RECORDS TO PROCESS
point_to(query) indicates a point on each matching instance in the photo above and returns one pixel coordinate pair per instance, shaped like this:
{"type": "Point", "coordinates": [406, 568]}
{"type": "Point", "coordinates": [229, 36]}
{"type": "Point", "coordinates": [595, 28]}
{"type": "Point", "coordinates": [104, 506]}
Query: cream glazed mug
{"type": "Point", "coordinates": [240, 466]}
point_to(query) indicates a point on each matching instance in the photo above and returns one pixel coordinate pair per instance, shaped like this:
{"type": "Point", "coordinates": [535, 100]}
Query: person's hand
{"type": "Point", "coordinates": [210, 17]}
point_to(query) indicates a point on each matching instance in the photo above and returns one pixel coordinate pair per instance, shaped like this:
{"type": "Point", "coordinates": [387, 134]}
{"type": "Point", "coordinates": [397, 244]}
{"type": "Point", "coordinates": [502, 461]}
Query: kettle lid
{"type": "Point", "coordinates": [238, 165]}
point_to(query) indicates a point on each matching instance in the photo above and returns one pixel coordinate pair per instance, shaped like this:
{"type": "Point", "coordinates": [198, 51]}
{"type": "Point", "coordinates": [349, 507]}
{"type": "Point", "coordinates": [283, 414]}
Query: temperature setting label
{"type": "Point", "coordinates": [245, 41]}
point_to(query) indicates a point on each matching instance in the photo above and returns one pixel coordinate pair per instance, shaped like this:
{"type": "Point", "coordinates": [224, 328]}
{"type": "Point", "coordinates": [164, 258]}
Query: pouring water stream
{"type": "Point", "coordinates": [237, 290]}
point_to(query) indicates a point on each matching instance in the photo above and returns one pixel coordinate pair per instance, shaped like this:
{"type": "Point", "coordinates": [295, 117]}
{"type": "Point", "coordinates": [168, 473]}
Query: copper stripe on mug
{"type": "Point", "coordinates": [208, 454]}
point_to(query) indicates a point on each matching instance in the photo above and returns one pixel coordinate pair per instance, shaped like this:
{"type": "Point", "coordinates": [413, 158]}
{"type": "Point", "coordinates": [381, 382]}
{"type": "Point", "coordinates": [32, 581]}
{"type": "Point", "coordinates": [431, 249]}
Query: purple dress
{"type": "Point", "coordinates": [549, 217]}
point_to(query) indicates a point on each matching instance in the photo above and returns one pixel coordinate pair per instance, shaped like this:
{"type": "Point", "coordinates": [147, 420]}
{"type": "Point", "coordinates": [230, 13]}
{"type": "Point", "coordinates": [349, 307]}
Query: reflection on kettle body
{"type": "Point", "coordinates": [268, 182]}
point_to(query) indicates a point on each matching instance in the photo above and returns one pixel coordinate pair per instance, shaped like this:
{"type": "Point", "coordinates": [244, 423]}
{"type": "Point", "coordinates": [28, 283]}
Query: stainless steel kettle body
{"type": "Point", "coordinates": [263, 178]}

ASSIGNED TASK
Every record, start to finish: reproduce it word for word.

RESULT OF THIS TASK
point_to(query) indicates a point on each matching instance in the photo above and returns one pixel coordinate pair per instance, shaped like this:
{"type": "Point", "coordinates": [406, 568]}
{"type": "Point", "coordinates": [229, 36]}
{"type": "Point", "coordinates": [595, 28]}
{"type": "Point", "coordinates": [104, 506]}
Query: cream glazed mug
{"type": "Point", "coordinates": [240, 466]}
point_to(query) indicates a point on each matching instance in the photo above and returns one pixel coordinate pair per instance, shaped like this:
{"type": "Point", "coordinates": [535, 100]}
Query: person's hand
{"type": "Point", "coordinates": [210, 17]}
point_to(query) indicates a point on each matching instance in the photo above and returns one pixel coordinate pair per instance, shaped like this:
{"type": "Point", "coordinates": [387, 134]}
{"type": "Point", "coordinates": [397, 244]}
{"type": "Point", "coordinates": [502, 461]}
Query: kettle lid
{"type": "Point", "coordinates": [238, 165]}
point_to(query) indicates a point on each matching instance in the photo above and returns one pixel coordinate pair per instance, shaped like this:
{"type": "Point", "coordinates": [198, 51]}
{"type": "Point", "coordinates": [349, 507]}
{"type": "Point", "coordinates": [283, 414]}
Query: temperature setting label
{"type": "Point", "coordinates": [245, 41]}
point_to(query) indicates a point on each matching instance in the photo above and returns one pixel coordinate pair per instance, shaped like this:
{"type": "Point", "coordinates": [224, 328]}
{"type": "Point", "coordinates": [164, 258]}
Query: pouring water stream
{"type": "Point", "coordinates": [237, 290]}
point_to(query) indicates a point on each matching instance in the photo above and returns one pixel coordinate pair per instance, shaped like this:
{"type": "Point", "coordinates": [295, 117]}
{"type": "Point", "coordinates": [168, 473]}
Query: copper stripe on mug
{"type": "Point", "coordinates": [208, 454]}
point_to(query) indicates a point on each matching instance in the photo above and returns one pixel coordinate pair per instance, shaped like this:
{"type": "Point", "coordinates": [413, 158]}
{"type": "Point", "coordinates": [381, 382]}
{"type": "Point", "coordinates": [32, 581]}
{"type": "Point", "coordinates": [431, 249]}
Query: purple dress
{"type": "Point", "coordinates": [549, 217]}
point_to(query) indicates a point on each matching instance in the photo above and returns one pixel coordinate pair per instance, shaped like this:
{"type": "Point", "coordinates": [147, 420]}
{"type": "Point", "coordinates": [230, 13]}
{"type": "Point", "coordinates": [349, 307]}
Query: reflection on kettle body
{"type": "Point", "coordinates": [268, 182]}
point_to(query) indicates a point on each matching instance in the photo above and returns one pixel coordinate pair per instance, shaped like this:
{"type": "Point", "coordinates": [244, 423]}
{"type": "Point", "coordinates": [28, 283]}
Query: stainless steel kettle body
{"type": "Point", "coordinates": [263, 178]}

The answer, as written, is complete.